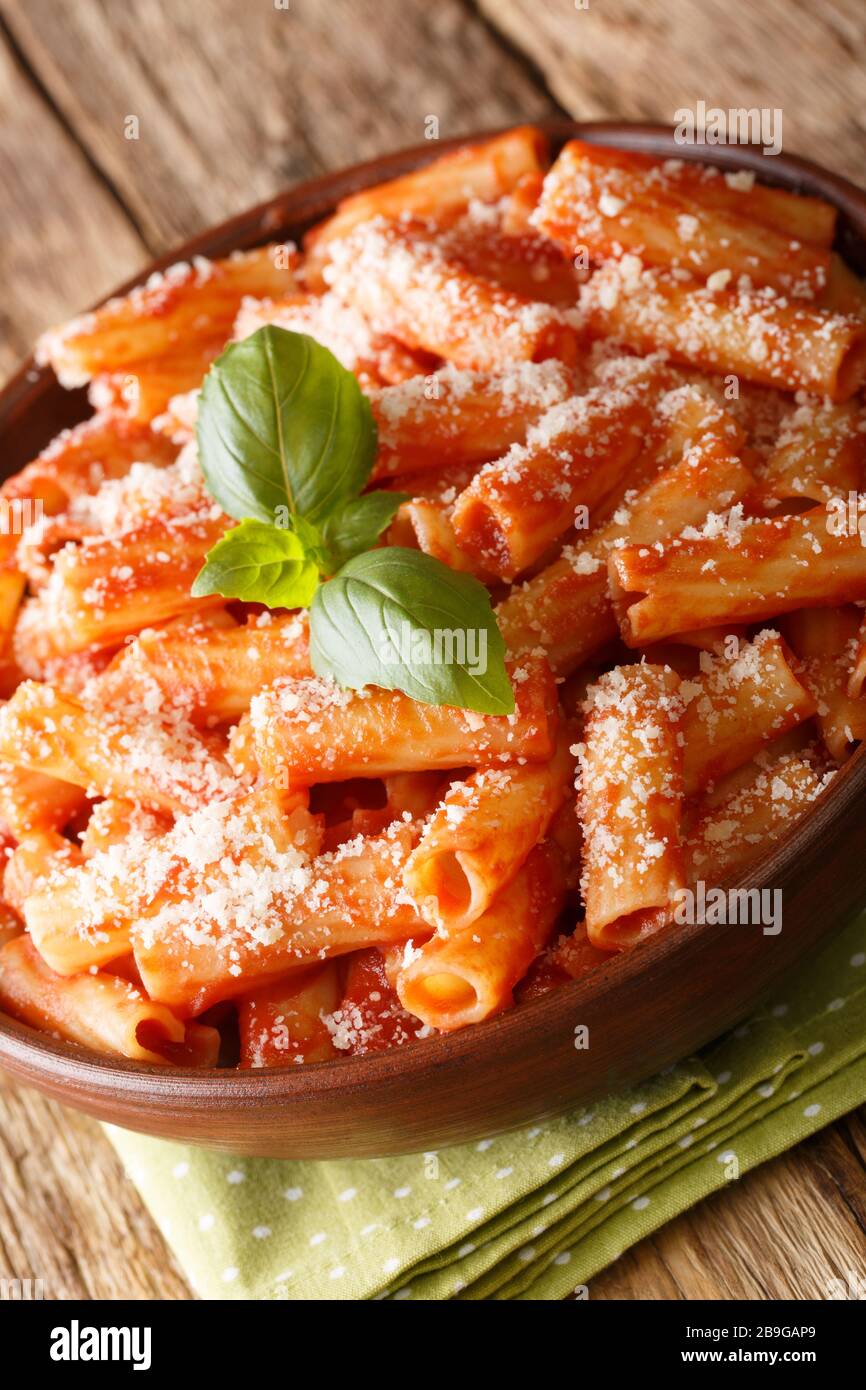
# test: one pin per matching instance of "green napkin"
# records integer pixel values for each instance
(526, 1215)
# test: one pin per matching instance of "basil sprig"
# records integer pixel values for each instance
(287, 442)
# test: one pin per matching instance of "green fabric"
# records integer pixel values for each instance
(526, 1215)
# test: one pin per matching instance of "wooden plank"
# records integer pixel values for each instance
(68, 1215)
(783, 1232)
(642, 61)
(64, 239)
(237, 102)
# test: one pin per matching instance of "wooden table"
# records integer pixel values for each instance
(232, 100)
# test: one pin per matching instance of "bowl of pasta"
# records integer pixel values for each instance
(433, 644)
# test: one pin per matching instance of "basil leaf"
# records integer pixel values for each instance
(357, 524)
(402, 620)
(259, 563)
(281, 424)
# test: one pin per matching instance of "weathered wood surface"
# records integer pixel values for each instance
(232, 103)
(645, 59)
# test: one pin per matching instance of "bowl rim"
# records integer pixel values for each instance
(230, 1089)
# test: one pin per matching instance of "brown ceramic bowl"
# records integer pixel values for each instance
(644, 1009)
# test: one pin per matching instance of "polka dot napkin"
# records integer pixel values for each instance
(526, 1215)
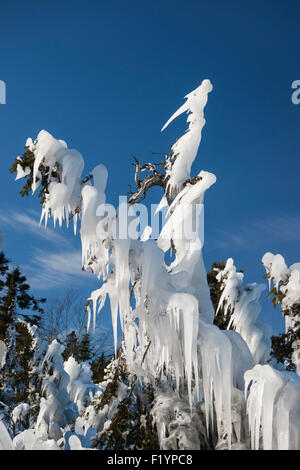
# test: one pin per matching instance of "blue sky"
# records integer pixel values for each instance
(106, 75)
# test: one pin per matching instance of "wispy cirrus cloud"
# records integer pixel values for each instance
(54, 265)
(23, 221)
(56, 269)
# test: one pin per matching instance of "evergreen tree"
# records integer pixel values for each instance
(84, 353)
(71, 348)
(15, 299)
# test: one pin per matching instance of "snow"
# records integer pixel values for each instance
(286, 282)
(244, 302)
(186, 147)
(5, 439)
(3, 352)
(198, 372)
(273, 408)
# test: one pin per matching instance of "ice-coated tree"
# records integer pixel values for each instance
(210, 388)
(286, 293)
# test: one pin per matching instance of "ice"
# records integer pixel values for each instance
(273, 408)
(5, 439)
(3, 352)
(243, 302)
(186, 147)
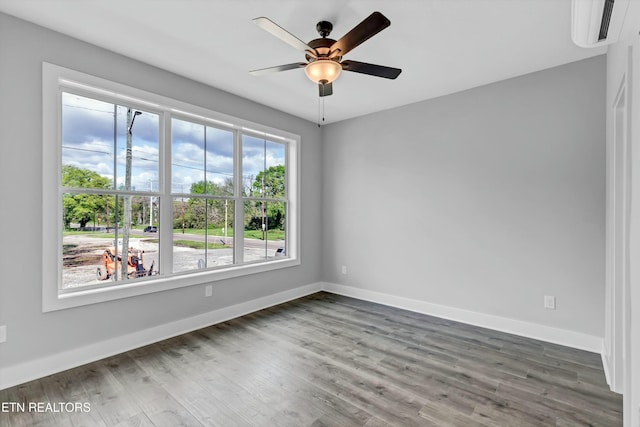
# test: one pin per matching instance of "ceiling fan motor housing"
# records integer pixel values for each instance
(324, 28)
(322, 47)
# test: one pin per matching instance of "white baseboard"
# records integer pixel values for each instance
(38, 368)
(564, 337)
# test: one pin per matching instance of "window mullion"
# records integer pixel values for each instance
(238, 212)
(166, 199)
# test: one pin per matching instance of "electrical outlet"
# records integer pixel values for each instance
(550, 302)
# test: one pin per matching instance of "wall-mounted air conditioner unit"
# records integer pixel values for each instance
(597, 22)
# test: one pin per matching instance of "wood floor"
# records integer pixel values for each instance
(327, 360)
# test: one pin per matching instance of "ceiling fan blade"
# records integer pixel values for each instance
(276, 69)
(325, 89)
(371, 69)
(276, 30)
(362, 32)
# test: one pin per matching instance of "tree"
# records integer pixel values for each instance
(82, 208)
(269, 184)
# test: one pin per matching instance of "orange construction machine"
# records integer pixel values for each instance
(135, 265)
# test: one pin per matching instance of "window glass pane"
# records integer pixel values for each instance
(219, 159)
(201, 154)
(92, 226)
(187, 155)
(203, 233)
(265, 225)
(88, 141)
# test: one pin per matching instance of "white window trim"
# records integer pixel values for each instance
(53, 77)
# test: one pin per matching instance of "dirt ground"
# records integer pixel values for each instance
(82, 256)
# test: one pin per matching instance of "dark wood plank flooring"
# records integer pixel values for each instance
(328, 360)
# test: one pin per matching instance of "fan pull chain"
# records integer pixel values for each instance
(320, 110)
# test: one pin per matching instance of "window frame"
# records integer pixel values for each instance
(57, 79)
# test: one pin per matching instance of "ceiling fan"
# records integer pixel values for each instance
(324, 55)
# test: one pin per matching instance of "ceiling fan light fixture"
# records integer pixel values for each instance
(323, 70)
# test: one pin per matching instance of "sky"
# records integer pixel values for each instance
(90, 138)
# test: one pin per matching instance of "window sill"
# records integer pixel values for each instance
(55, 301)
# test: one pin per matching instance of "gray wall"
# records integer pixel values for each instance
(32, 334)
(484, 200)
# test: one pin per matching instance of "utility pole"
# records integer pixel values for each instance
(126, 227)
(150, 204)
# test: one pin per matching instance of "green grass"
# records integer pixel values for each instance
(100, 234)
(198, 245)
(248, 234)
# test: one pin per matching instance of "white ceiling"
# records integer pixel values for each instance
(442, 46)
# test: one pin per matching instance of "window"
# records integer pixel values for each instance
(144, 193)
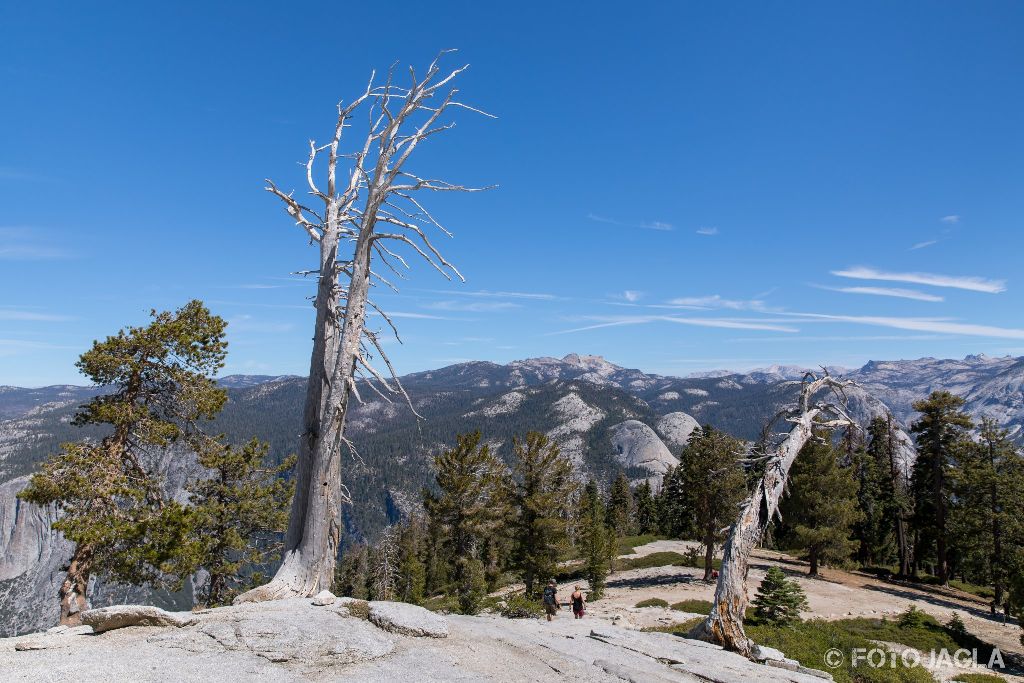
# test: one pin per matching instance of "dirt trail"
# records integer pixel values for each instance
(836, 594)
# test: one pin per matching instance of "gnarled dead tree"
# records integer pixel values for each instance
(724, 625)
(369, 205)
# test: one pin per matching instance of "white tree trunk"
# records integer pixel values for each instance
(724, 625)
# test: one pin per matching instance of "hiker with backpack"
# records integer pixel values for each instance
(579, 602)
(551, 599)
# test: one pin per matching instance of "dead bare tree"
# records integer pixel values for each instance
(724, 625)
(363, 219)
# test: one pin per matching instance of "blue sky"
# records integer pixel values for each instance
(681, 185)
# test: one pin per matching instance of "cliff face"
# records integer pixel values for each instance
(31, 558)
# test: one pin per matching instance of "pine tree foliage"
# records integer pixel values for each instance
(942, 436)
(821, 509)
(645, 509)
(620, 507)
(386, 565)
(778, 600)
(470, 508)
(236, 518)
(596, 540)
(711, 486)
(541, 500)
(159, 382)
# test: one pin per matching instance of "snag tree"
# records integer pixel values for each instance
(369, 205)
(724, 625)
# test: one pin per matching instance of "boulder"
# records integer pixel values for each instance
(324, 598)
(119, 616)
(408, 620)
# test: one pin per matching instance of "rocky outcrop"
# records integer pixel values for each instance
(637, 444)
(31, 557)
(408, 620)
(119, 616)
(292, 640)
(676, 428)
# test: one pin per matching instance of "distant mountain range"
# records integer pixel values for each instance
(605, 417)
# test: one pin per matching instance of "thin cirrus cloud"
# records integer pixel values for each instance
(896, 292)
(722, 323)
(32, 315)
(716, 301)
(473, 306)
(647, 225)
(923, 325)
(970, 283)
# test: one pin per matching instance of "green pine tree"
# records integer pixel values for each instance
(412, 568)
(237, 515)
(821, 509)
(595, 540)
(712, 484)
(987, 485)
(620, 507)
(158, 383)
(470, 508)
(541, 499)
(778, 600)
(645, 509)
(942, 435)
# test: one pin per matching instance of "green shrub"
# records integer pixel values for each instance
(978, 678)
(913, 619)
(955, 625)
(693, 606)
(658, 559)
(519, 606)
(652, 602)
(779, 600)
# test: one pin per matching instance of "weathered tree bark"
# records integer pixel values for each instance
(379, 191)
(724, 625)
(74, 587)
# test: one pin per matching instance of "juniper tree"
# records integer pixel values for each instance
(158, 386)
(941, 433)
(239, 510)
(541, 501)
(596, 540)
(471, 504)
(644, 509)
(821, 509)
(778, 600)
(711, 485)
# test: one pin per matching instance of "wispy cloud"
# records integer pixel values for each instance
(727, 324)
(971, 283)
(32, 315)
(925, 325)
(647, 225)
(885, 291)
(473, 306)
(716, 301)
(28, 244)
(498, 295)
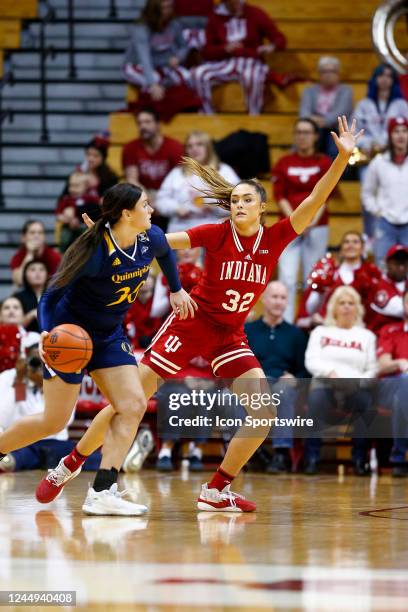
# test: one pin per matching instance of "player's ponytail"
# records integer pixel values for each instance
(219, 189)
(123, 196)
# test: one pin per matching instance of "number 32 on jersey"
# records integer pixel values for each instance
(238, 302)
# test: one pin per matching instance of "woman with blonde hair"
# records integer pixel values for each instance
(179, 196)
(341, 348)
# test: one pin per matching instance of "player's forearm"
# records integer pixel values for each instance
(168, 266)
(179, 240)
(285, 207)
(305, 212)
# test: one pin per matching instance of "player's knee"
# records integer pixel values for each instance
(134, 405)
(54, 426)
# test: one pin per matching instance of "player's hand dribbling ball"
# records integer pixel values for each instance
(67, 348)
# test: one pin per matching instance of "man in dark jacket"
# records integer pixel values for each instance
(280, 348)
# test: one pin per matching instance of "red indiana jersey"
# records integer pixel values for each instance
(237, 268)
(385, 304)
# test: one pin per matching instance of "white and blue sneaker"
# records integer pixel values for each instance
(110, 502)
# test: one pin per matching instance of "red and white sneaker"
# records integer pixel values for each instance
(213, 500)
(51, 486)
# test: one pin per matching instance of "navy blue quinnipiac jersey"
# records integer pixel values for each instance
(108, 284)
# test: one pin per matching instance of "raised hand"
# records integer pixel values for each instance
(347, 138)
(182, 304)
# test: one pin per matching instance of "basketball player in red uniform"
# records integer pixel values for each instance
(241, 255)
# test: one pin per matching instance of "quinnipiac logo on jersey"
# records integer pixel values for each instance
(172, 344)
(125, 346)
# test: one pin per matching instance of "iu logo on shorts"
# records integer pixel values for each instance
(172, 344)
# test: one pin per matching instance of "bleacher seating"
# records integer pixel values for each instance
(312, 30)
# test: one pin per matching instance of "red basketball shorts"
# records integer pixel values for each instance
(178, 342)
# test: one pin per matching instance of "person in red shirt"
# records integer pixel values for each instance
(392, 355)
(241, 255)
(385, 301)
(329, 273)
(293, 178)
(147, 160)
(33, 247)
(235, 50)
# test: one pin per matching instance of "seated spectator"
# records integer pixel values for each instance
(235, 50)
(350, 269)
(13, 337)
(384, 191)
(393, 366)
(193, 17)
(179, 198)
(293, 178)
(383, 102)
(140, 325)
(101, 175)
(35, 277)
(22, 395)
(81, 198)
(33, 247)
(280, 348)
(386, 298)
(341, 348)
(326, 101)
(147, 160)
(189, 272)
(157, 50)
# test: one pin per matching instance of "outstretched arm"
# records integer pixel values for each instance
(345, 142)
(179, 240)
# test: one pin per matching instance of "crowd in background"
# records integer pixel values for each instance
(350, 319)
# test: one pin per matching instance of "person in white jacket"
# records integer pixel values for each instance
(178, 197)
(340, 349)
(384, 101)
(385, 191)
-=-=-
> _WHAT THE TASK ASKS_
Select and copy every line of the data that contains the string "dead", treating uppercase and lowercase as distinct.

> _WRITTEN RESPONSE_
# test: one pin per matching instance of "gnarled dead tree"
# test: one pin per matching instance of "dead bare tree"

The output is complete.